=== Extrait du texte ===
Pour ce faire, il convient de reprendre le travail remarquable mené par la mission d'enquête du CHSCT qui, en 2002, a procédé à l'audition d'un certain nombre de secouristes volontaires du site qu'ils soient salariés de GP ou des entreprises extérieures (M. MIGNARD, M. PEREZ de TMG, M. GUIJARRO de CTRA...- cotes D 4041 à D 4046). Cette enquête, qui se fonde notamment sur la connaissance des lieux et de la plupart des victimes dont disposaient ces secouristes, a permis de manière indubitable de préciser que l'ensemble des victimes décédées sur le site, ont perdu la vie alors qu'elles occupaient leur poste de travail ou, s'agissant de M. FARRE, chauffeur routier et de M. VITRY, visiteur, qu'elles se trouvaient au bureau d'accueil.
- II-1-1-3-1 : la découverte des personnes décédées sur le site industriel :
Les corps des victimes étaient dégagées par les sapeurs pompiers, parfois assistés par du personnel d'entreprises travaillant sur le site et notamment MM. MIGNARD de GP, PEREZ de TMG, GUIJARRO de CTRA sous les ruines de différents bâtiments :
- au niveau du bâtiment de production N1C (situé au sud de l'épicentre) :
* Robert SCHMITT, conducteur d'appareils d'industrie chimique salarié de la SA GRANDE PAROISSE est découvert encore en vie sous les gravats où il se trouve coincé à l'intérieur du bâtiment Nlc mais décède au cours des opérations de déblaiement.

* Alain JOSEPH, salarié de la SA GRANDE PAROISSE, est retrouvé dans le bâtiment N1C.
- au niveau des bureaux du service nitrates (bâtiment NN, situé au sud-ouest de l'épicentre):
* André MAUZAC, salarié de la SA GRANDE PAROISSE, ingénieur chimiste chef du service nitrates-nitrites est retrouvé dans les ruines de son bureau ; il décède au cours des opérations de secours.

=== Consignes ===
**a)** Recopiez à l'identique les lignes des enregistrements, en partant de la ligne qui contient « scan for black smartphone » et en vous arrêtant après celle qui contient « 75,273 -> 109,303 ».
**b)** Poursuivez l'extrait sur la découverte des victimes décédées sur le site industriel à partir de sa dernière phrase.

=== Enregistrements conservés ===
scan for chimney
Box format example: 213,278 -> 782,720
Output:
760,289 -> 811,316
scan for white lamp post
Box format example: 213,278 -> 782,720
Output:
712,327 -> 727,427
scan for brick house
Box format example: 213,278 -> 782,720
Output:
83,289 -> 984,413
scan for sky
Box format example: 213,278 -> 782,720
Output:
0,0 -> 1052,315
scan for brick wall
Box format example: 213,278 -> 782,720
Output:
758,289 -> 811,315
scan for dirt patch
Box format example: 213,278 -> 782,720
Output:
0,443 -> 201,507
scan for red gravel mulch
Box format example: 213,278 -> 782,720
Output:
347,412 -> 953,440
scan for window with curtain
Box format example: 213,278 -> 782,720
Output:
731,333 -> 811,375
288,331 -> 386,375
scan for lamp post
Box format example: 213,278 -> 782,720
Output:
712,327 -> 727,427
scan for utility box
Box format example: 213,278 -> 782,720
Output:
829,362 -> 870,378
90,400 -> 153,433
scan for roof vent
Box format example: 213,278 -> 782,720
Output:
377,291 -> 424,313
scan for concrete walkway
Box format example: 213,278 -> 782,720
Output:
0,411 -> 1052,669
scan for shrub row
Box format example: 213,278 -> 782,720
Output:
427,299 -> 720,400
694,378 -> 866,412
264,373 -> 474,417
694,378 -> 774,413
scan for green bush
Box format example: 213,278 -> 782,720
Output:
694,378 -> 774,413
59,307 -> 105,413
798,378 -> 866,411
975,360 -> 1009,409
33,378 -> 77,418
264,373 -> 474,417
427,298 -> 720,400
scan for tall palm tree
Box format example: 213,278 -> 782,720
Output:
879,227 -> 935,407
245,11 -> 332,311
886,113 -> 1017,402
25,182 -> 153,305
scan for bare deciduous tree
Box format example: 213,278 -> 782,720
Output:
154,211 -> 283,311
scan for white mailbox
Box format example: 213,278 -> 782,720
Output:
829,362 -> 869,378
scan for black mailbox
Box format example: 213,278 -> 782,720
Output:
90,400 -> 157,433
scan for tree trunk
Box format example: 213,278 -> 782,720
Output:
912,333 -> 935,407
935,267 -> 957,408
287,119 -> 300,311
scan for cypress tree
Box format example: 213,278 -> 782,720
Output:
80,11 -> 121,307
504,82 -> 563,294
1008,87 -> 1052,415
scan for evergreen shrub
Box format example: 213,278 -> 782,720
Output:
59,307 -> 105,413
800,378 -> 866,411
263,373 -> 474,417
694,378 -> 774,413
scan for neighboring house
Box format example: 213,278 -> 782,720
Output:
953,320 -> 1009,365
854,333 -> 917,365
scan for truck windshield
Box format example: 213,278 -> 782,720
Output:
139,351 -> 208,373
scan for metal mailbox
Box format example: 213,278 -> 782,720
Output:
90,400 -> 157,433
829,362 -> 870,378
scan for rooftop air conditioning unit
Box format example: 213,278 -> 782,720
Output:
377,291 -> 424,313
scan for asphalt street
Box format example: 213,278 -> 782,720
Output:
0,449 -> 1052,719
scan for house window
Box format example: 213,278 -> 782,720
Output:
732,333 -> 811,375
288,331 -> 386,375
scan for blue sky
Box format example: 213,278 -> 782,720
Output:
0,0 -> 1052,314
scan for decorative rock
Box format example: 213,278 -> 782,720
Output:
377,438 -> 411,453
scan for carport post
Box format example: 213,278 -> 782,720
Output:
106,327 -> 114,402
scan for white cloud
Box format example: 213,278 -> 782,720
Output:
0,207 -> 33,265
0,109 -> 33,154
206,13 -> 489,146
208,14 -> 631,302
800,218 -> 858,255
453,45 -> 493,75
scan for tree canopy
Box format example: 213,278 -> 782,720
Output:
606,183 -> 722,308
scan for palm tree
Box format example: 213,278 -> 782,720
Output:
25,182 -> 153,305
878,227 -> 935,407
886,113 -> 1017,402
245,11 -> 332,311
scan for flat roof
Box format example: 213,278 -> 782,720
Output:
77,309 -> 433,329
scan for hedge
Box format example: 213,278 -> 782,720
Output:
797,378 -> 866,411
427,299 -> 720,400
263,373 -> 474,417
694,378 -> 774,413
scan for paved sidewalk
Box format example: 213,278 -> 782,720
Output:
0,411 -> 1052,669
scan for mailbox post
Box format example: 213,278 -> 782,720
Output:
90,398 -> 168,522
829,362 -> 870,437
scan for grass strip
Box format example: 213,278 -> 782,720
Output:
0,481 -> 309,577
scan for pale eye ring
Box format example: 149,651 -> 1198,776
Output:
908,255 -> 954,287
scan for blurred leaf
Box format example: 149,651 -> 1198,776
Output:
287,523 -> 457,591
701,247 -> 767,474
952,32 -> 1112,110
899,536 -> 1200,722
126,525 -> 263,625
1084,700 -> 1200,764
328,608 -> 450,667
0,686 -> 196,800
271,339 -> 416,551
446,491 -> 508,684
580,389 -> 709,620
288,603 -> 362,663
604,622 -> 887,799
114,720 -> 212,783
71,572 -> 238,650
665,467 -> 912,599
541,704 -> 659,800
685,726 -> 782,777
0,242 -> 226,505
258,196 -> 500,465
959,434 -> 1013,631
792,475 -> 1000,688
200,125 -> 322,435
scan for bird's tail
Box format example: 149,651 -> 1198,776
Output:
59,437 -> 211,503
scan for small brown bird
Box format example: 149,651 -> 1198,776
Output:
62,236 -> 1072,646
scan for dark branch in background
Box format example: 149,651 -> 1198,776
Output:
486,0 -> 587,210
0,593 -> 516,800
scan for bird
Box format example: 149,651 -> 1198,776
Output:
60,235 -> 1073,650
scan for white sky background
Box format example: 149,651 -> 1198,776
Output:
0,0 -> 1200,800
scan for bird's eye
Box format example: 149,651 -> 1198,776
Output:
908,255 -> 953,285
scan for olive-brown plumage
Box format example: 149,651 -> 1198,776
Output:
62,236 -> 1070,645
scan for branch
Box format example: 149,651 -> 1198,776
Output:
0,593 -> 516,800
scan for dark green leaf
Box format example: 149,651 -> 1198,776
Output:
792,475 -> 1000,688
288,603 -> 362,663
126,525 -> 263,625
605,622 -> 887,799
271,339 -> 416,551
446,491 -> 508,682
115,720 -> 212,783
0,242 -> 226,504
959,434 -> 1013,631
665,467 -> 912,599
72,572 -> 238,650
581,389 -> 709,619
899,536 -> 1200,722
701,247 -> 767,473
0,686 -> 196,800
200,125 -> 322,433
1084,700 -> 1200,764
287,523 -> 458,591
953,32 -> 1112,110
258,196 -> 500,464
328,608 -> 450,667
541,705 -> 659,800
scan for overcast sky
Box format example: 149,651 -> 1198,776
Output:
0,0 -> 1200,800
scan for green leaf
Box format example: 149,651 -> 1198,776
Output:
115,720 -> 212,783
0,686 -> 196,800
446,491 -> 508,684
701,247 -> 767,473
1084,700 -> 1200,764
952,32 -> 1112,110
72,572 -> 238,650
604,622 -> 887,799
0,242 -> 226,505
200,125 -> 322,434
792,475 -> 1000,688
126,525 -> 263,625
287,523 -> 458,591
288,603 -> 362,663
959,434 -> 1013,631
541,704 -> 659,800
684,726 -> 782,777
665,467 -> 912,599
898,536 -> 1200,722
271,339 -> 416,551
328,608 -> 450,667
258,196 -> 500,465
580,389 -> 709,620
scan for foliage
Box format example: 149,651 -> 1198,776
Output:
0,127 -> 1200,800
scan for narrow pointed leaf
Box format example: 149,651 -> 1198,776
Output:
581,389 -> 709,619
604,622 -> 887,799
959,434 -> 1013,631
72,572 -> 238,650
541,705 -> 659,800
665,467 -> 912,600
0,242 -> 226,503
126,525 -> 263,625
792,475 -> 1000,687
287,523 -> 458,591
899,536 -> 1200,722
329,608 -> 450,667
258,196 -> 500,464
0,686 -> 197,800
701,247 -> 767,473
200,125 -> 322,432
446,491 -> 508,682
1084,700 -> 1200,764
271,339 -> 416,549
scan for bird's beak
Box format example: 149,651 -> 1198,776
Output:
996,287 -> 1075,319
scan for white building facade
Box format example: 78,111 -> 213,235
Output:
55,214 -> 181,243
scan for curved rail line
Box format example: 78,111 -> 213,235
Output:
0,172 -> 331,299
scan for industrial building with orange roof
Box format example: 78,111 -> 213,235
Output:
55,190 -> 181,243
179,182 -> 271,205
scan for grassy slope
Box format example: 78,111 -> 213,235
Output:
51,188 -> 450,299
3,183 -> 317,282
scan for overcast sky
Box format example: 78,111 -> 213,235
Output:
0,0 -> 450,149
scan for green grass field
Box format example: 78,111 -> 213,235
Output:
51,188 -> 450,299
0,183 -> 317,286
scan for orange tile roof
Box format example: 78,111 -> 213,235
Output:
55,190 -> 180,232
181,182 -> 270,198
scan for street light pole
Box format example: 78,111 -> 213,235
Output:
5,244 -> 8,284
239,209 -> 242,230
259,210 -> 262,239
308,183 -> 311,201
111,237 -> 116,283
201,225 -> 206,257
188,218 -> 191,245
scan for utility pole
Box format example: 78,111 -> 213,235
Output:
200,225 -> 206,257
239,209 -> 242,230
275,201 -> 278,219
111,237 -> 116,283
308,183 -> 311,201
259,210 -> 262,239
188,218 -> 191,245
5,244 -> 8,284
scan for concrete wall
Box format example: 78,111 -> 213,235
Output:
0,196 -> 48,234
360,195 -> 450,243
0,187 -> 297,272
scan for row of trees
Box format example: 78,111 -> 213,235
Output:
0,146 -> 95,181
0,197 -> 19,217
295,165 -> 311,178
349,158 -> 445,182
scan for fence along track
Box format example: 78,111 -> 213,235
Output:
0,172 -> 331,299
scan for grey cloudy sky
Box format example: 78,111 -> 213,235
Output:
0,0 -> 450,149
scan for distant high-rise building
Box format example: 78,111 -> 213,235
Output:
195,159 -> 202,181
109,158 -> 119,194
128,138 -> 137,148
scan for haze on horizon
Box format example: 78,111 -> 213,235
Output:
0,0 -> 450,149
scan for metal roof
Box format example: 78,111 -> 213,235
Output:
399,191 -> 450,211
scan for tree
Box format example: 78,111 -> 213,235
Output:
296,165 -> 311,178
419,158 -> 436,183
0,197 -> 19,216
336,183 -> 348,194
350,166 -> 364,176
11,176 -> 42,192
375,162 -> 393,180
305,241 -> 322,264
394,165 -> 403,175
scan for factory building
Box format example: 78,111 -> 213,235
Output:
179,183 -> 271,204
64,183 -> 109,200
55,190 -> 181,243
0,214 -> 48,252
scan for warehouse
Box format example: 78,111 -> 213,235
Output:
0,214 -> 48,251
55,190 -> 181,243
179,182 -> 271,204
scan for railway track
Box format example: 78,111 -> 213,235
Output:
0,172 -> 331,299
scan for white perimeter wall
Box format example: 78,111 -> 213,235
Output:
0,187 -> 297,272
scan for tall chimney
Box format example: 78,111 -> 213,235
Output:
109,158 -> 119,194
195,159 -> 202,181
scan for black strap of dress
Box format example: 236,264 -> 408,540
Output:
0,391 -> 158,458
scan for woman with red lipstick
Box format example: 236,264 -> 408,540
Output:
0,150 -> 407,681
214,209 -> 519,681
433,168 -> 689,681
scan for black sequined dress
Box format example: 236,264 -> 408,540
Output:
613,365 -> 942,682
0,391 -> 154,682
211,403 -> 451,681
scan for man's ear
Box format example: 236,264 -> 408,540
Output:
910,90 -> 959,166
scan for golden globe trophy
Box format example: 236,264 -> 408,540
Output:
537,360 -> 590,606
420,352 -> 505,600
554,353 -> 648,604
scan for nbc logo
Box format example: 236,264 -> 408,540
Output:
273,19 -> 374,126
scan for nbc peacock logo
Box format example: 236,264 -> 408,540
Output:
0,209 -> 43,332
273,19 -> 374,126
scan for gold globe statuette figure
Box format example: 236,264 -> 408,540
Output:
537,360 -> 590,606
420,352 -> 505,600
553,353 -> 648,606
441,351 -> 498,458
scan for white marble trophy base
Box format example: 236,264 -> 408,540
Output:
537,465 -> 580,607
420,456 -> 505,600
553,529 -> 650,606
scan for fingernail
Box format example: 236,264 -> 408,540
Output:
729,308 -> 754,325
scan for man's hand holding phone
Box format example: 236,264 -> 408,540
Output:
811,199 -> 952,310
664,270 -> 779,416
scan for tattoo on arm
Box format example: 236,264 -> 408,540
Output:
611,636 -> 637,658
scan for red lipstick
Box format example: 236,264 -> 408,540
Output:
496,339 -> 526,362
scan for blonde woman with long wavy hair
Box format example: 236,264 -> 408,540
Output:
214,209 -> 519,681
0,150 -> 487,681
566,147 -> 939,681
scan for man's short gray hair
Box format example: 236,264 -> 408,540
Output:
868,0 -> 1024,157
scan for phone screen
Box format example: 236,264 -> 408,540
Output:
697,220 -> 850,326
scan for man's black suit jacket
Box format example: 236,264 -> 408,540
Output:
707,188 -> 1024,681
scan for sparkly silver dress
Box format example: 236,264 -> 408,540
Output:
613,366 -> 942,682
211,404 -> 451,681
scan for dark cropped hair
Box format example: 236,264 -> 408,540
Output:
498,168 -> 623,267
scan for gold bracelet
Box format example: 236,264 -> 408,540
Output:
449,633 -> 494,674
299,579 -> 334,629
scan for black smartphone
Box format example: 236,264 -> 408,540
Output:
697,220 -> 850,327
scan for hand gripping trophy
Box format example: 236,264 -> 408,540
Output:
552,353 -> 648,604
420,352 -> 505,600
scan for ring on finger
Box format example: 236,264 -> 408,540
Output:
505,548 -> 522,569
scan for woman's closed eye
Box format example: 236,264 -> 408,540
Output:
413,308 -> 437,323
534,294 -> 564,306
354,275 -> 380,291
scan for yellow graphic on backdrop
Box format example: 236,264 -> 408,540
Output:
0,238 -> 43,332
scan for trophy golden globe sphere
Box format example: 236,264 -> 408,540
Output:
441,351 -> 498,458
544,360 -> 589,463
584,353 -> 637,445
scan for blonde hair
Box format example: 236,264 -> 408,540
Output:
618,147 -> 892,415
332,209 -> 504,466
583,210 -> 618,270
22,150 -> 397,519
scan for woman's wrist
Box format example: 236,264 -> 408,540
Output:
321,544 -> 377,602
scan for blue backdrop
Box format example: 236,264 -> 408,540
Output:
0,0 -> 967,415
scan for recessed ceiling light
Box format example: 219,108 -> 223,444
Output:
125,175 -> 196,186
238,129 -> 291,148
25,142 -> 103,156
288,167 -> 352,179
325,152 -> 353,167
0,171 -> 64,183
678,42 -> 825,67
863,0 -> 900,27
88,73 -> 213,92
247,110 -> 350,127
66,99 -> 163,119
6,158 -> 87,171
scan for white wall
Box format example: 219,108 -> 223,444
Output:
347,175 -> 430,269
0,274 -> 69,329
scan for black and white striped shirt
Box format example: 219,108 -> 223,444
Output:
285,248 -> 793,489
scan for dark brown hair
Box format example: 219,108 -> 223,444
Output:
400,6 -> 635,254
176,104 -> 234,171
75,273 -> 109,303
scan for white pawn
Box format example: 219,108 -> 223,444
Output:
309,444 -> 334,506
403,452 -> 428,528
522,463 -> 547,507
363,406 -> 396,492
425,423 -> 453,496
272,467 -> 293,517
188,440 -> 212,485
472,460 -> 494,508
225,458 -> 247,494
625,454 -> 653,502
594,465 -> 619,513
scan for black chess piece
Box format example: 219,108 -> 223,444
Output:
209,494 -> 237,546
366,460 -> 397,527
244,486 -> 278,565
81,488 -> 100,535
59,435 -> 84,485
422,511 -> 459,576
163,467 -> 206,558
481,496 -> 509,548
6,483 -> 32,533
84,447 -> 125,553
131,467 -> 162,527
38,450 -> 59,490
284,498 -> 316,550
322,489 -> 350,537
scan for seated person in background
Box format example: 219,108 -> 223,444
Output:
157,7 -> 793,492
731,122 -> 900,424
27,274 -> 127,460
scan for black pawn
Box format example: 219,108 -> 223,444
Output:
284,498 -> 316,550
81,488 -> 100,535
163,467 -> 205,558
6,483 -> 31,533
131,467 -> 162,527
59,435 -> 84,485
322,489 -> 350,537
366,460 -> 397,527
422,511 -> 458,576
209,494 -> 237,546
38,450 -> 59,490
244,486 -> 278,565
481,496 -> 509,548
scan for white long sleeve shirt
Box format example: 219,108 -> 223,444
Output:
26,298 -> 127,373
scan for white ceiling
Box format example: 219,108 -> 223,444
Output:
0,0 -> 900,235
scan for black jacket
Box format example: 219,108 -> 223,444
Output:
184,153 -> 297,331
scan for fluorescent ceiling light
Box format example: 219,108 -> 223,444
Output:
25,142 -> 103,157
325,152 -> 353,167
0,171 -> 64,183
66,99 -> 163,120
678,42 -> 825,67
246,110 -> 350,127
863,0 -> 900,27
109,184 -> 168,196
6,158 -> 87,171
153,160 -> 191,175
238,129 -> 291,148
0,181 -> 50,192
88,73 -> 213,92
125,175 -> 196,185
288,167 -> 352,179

=== Réponses attendues ===
**a)**
scan for black smartphone
Box format example: 236,264 -> 408,540
Output:
697,220 -> 850,327
scan for hand gripping trophy
Box format example: 236,264 -> 408,540
Output:
552,353 -> 648,604
420,352 -> 505,600
scan for ring on finger
Box format example: 236,264 -> 408,540
Output:
505,548 -> 522,569
scan for woman's closed eye
Box format example: 236,264 -> 408,540
Output:
413,308 -> 437,323
534,294 -> 564,306
354,275 -> 380,291
scan for yellow graphic on backdrop
Box format example: 236,264 -> 408,540
Output:
0,238 -> 43,332
scan for trophy golden globe sphere
Box format example: 236,264 -> 408,540
Output:
441,351 -> 498,458
544,360 -> 589,463
584,353 -> 637,445
scan for blonde hair
Box format example: 236,264 -> 408,540
Output:
618,147 -> 892,415
332,209 -> 504,466
583,210 -> 618,270
22,150 -> 397,519
scan for woman's wrist
Box format example: 236,264 -> 408,540
Output:
321,544 -> 377,602
scan for blue backdrop
Box format example: 236,264 -> 408,540
Output:
0,0 -> 967,415
scan for recessed ceiling light
Box format example: 219,108 -> 223,444
Output:
125,175 -> 196,186
238,129 -> 291,148
25,142 -> 103,156
288,167 -> 352,179
325,152 -> 353,167
0,171 -> 64,183
678,42 -> 825,67
863,0 -> 900,27
88,73 -> 213,92
247,110 -> 350,127
66,99 -> 163,119
6,158 -> 87,171
scan for white wall
Box format example: 219,108 -> 223,444
Output:
347,175 -> 430,269
0,274 -> 69,329
scan for black and white striped shirt
Box format example: 219,108 -> 223,444
Output:
285,248 -> 793,489
scan for dark brown hair
Box format example: 219,108 -> 223,444
Output:
400,6 -> 635,254
176,104 -> 234,171
75,273 -> 109,303

**b)**
* Robert MARNAC, salarié de la SA GRANDE PAROISSE, responsable d'atelier, est découvert dans les mêmes conditions qu'André MAUZAC.

* Gilles CONTREMOULINS, salarié de la SA GRANDE PAROISSE, ingénieur d'exploitation, est découvert dans ce bâtiment.
- sur la voie d'accès principale, (à l'ouest du cratère) :
* Alain RAMAHEFARINAIVO, chauffeur à la SERNAM, est découvert au volant de son fourgon stationné devant le bâtiment des pompiers.

* Frédéric BONNET, salarié de la SCLE, entreprise sous traitante intervenant dans le domaine de l'électricité, est décédé au volant du véhicule de la société.
- au niveau du bâtiment situé à l'entrée de l'usine abritant le service de sécurité et le RCU (à l'ouest de l'épicentre) :
* Gérard COMA, pompier salarié de la SA GRANDE PAROISSE, est découvert dans le bâtiment des pompiers vers 16h mais son corps ne peut être extrait que dans la nuit vers 1h30.
* Jérôme AMIEL, également pompier salarié de la SA GRANDE PAROISSE, est découvert au même endroit dans les mêmes conditions.

* Serge COMENJE, salarié de la SA GRANDE PAROISSE, affecté au poste d'accueil est retrouvé dans ce bâtiment.

* Thierry LEDOUSSAL, ingénieur responsable de l'environnement de la SA GRANDE PAROISSE, est découvert dans ce bâtiment.

* Rodolphe VITRY, présent sur le site pour participer à un entretien d'embauche, y est découvert.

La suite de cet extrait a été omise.